Your task >> Filter the items below, keeping every line that contains the string "path". Matching is case-sensitive.

##### Entries provided #####

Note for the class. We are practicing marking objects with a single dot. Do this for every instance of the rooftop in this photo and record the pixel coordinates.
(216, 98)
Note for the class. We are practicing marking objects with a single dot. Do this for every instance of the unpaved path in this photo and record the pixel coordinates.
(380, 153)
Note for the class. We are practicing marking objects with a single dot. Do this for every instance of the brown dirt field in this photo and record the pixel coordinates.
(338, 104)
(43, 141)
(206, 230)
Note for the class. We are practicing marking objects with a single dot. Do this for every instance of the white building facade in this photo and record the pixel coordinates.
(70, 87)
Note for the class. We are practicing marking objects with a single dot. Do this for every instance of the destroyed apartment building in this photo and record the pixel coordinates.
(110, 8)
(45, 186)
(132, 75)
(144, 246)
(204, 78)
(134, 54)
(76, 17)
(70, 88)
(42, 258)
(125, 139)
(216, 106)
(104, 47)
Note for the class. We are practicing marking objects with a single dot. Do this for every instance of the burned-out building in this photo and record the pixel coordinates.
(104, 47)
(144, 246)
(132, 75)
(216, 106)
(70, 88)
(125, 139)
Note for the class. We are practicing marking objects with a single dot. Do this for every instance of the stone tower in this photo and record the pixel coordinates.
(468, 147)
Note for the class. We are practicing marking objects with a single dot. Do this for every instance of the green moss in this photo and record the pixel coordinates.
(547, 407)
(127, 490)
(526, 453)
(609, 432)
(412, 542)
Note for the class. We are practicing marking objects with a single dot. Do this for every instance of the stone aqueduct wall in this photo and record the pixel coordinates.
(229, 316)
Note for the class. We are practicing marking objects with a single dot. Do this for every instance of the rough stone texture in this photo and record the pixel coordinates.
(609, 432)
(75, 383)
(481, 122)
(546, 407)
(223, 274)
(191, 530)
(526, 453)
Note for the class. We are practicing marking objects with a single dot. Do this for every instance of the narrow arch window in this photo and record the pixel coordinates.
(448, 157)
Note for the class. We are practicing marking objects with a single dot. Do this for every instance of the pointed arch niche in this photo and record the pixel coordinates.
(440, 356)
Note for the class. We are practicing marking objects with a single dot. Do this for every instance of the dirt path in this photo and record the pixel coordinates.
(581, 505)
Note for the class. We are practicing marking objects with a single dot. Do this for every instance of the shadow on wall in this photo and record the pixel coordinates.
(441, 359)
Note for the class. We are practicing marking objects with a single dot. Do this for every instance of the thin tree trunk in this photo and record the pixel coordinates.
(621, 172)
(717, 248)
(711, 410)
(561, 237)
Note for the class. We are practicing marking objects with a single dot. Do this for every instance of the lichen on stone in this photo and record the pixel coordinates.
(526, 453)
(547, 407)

#####
##### Entries provided #####

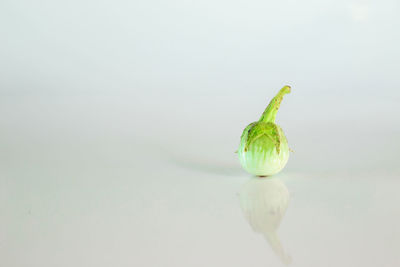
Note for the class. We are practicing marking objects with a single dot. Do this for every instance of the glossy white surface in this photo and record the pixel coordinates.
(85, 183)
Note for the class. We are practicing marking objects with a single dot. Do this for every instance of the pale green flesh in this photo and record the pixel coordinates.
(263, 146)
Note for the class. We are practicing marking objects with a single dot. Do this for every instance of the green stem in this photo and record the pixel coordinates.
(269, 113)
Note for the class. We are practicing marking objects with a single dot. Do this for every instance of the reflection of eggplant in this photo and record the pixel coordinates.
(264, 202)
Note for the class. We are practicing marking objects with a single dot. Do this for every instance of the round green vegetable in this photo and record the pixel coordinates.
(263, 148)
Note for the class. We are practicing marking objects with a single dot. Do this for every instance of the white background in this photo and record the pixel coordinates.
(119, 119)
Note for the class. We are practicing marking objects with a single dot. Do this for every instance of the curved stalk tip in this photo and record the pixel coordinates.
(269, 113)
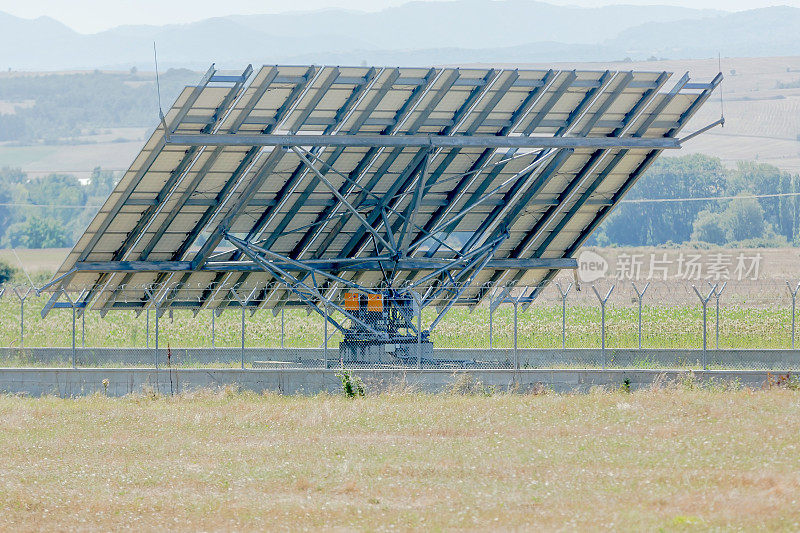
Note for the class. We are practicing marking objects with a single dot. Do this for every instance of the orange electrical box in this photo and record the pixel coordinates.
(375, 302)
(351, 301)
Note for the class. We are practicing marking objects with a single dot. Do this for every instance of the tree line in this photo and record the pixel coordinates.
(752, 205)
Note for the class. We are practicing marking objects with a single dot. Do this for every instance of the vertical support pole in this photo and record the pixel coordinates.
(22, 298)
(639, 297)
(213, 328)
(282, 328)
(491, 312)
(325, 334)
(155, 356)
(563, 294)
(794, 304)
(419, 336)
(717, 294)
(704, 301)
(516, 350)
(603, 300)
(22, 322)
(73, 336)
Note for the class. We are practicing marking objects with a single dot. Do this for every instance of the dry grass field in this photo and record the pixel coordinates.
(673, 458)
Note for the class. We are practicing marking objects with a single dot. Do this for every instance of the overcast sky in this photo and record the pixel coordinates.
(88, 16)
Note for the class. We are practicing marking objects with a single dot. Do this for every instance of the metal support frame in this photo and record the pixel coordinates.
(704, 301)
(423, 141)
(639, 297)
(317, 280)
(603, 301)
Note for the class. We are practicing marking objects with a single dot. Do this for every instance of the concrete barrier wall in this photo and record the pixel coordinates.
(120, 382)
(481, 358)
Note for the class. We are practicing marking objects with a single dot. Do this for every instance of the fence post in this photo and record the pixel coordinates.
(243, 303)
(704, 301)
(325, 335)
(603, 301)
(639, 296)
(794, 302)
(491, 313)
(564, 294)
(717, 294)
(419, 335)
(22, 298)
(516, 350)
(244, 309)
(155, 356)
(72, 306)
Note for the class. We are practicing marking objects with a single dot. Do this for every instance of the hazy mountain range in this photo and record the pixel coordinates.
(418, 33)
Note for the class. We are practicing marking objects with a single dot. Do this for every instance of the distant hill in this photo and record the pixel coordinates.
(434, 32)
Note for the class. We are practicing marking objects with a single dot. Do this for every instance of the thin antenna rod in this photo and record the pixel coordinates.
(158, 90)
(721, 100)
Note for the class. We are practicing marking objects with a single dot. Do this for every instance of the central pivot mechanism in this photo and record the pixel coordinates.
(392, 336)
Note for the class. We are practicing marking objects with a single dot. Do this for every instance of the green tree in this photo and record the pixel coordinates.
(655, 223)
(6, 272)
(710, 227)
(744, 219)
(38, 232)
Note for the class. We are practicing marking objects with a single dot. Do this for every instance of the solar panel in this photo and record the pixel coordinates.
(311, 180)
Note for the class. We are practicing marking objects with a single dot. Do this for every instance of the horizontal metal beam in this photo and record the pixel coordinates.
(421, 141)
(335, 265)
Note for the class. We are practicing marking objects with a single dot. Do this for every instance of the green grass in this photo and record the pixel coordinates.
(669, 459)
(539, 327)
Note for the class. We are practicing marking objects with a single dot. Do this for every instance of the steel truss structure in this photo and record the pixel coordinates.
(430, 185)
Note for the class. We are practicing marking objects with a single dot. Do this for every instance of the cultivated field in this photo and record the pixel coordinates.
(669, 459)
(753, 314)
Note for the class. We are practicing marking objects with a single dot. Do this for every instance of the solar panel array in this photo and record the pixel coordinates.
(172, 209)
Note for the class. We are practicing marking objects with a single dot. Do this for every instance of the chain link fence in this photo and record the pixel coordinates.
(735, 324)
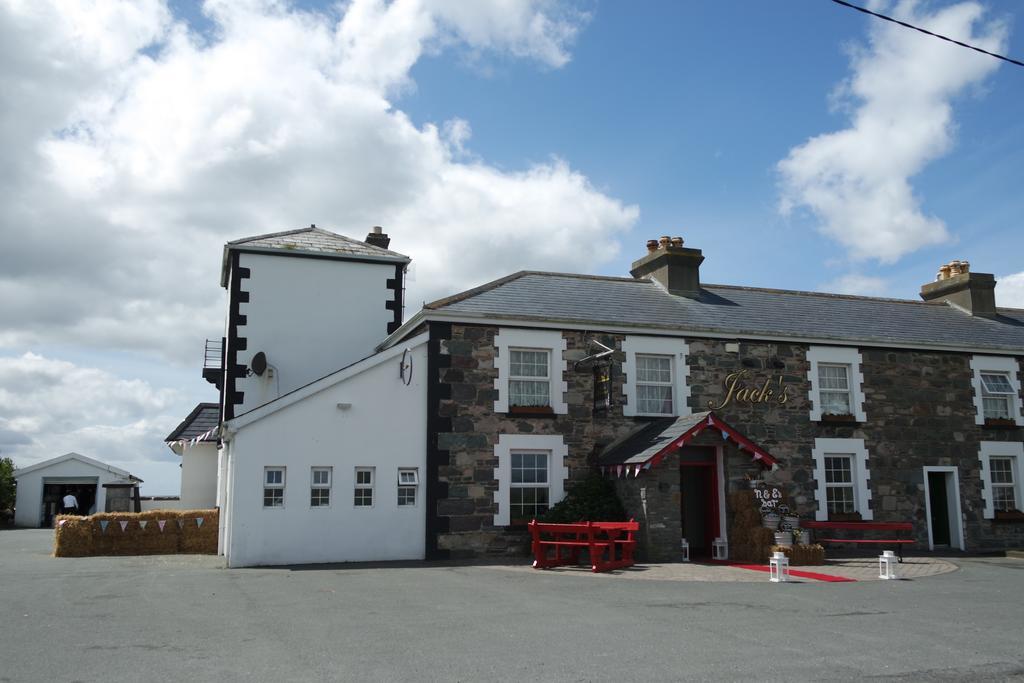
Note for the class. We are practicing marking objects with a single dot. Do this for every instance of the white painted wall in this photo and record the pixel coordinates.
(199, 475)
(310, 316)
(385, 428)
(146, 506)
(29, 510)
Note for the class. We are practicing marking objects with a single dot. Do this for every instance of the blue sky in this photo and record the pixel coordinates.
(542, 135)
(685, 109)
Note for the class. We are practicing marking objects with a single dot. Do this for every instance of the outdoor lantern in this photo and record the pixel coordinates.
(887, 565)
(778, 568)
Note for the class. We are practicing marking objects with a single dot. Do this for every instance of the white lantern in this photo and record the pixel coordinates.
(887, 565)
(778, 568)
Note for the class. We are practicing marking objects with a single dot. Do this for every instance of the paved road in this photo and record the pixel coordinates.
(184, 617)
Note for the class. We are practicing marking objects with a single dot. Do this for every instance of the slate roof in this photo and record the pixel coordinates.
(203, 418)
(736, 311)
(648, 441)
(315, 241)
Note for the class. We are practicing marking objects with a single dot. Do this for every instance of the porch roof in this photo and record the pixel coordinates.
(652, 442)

#####

Response for this exercise >>
Note for the class. We are practicing marking objects with a single dot. Do this for every instance of the unpaved path in this photo and record the pixel coordinates.
Note for the class. We are practicing marking objects with a single dot. Do this for every instance of the dirt path in this photo and record the pixel coordinates.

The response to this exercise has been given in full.